List every compiler named in the clang-format discussion below.

_SELECTED PASSAGE_

▬▬▬▬▬▬▬▬▬▬

If that's the case, the clickbait-y headline's bordering on useless, since the performance differences here have nothing to do with clang itself-- you'd see the same results if you had ordered your includes the same way by hand.

No, the headline pretty clearly states "Clang Format". I've used clang-format on MSVC codebases, and imagine there are some who use it with GCC (say, for instance, the author). It's still the best C++ formatter, as far as I know, and is compiler-independent.
It's basically the gorilla in the space, and it's good.

There is no gcc equivalent. In any case there no 1:1 relationship between formatters anyways: you might compiler you codebase with N compilers, but you'll only have one formatter unless you are insane. So my codebases are not "gcc" or "clang" codebases, but basically "linux" codebases - but the formatter is always clang-format.

I'm talking about clang-format, a formatting tool for C and C++ code, which has nothing to do with compiling your code with clang. You can use it with any compiler.

That said, the title is still a lie in that clang-format is not really at a fault here at all: clang-format triggered the issue on my codebase, by sorting header files, and this in turn triggered a libc performance issue.

So as I initially say it, a commit which purely clang-format 'd my codebase caused a massive regression - but the full story is doesn't implicate clang-format at all, really.

The title would be a /little/ clearer with a dash between Clang and format.
Or "header inclusion order may affect performance." If someone points to this as a reason not to use clang-format...
clang-format reordering includes is a terrible behaviour. It would break many C/C++ projects.
It's optional, although it's enabled by default in the LLVM and Chromium styles.
That's a bizarre optional feature to have; it's tantamount to having a "blindly reorder logic" function that sorts your source alphanumerically.
Not really too bizarre. Header files should include or declare everything they need; they should not introduce include-order dependencies. Listing your includes in lexicographic order is a good way to enforce header completeness.

▬▬▬▬▬▬▬▬▬▬

_DATASET ENTRIES_
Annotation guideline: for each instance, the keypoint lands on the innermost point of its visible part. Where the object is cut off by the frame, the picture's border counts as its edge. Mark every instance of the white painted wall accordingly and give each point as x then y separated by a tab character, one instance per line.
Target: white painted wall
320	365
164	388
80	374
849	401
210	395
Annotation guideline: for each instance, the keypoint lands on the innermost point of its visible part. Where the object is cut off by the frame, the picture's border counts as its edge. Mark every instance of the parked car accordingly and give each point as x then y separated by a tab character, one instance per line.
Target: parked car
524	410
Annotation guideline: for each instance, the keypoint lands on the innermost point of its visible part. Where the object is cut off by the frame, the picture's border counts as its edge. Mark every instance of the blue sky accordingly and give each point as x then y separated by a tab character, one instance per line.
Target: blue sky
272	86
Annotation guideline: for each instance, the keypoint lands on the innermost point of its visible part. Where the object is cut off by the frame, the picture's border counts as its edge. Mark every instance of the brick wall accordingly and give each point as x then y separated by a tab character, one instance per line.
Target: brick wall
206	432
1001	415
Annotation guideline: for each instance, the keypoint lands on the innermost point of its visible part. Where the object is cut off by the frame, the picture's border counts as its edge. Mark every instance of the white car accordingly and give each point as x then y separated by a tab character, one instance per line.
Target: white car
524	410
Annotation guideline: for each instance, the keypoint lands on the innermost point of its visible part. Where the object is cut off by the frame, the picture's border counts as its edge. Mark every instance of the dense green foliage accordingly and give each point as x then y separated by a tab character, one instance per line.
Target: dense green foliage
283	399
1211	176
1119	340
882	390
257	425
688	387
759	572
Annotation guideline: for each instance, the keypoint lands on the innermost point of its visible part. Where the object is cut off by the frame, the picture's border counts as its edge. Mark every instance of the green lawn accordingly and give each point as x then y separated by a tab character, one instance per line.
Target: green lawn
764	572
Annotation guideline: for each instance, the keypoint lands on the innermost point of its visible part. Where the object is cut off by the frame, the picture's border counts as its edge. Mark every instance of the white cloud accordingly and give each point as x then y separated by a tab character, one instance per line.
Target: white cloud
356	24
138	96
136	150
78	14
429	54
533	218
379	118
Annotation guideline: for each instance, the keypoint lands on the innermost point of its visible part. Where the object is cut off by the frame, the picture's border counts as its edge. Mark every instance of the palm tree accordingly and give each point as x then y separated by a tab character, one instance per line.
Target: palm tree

▬▬▬▬▬▬▬▬▬▬

_ANSWER FOR THE TASK_
clang
MSVC
GCC